» Direction 1:
In the excerpt about the file-hashing program, retype the passage starting with "What's changed since" and going on through "hash function, EVP_Blake2b512()".
» Direction 2:
According to the excerpt about the file-hashing program, what is compared before any files are hashed?

» Excerpt provided:
-=-=-=-=-

What's changed since the first version:
Instead of hashing each and every file, the sizes of the files are first compared, and if those are equal, the files are then hashed.
A more collision resistant hash function, EVP_Blake2b512()
, is used in place of EVP_md5()
.
Files are also read in chunks now. (Previously each file was read into a string.)
Code:
#include <cstddef>
#include <cstdint>
#include <cstdlib>
#include <filesystem>
#include <fstream>
#include <iomanip>
#include <iostream>
#include <optional>
#include <string>
#include <string_view>
#include <system_error>
#include <unordered_map>
#include <openssl/evp.h>
static std::optional<std::string> compute_file_hash(EVP_MD_CTX* context,
const std::string& fpath)
{
EVP_MD_CTX_reset(context);
unsigned char hash[EVP_MAX_MD_SIZE];
unsigned int hash_len {0};
if (EVP_DigestInit_ex(context, EVP_blake2b512(), nullptr) == 0) {
return std::nullopt;
}
std::ifstream file {fpath};
if (!file) {
std::cerr << "error: failed to read " << std::quoted(fpath) << ": "

-=-=-=-=-

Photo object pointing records

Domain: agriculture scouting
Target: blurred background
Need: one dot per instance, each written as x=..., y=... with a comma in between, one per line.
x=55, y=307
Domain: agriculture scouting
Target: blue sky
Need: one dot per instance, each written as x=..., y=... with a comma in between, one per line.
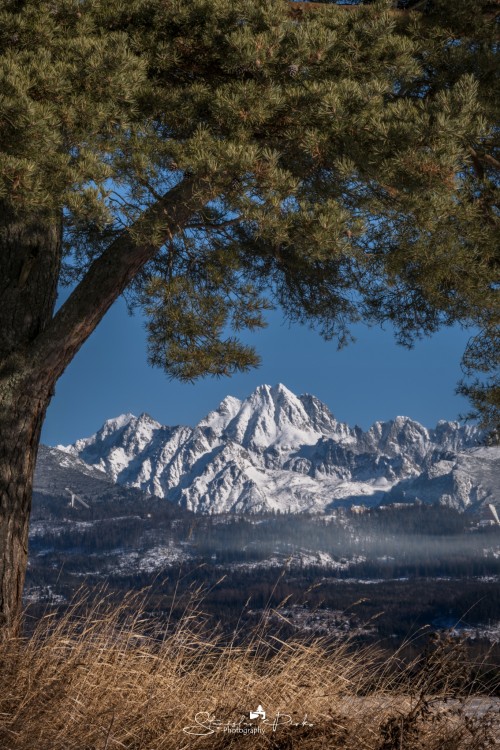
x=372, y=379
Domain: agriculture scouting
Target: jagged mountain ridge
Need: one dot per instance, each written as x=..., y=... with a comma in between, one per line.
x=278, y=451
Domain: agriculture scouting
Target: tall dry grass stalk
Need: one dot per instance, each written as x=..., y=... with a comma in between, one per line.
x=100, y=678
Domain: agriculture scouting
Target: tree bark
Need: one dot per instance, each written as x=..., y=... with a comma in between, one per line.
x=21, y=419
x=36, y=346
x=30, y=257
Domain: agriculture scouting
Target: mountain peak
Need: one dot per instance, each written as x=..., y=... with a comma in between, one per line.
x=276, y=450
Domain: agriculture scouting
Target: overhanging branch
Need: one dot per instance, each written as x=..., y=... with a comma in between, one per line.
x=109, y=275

-=-=-=-=-

» Full output 1:
What's changed since the first version:
Instead of hashing each and every file, the sizes of the files are first compared, and if those are equal, the files are then hashed.
A more collision resistant hash function, EVP_Blake2b512()

» Full output 2:
The sizes of the files.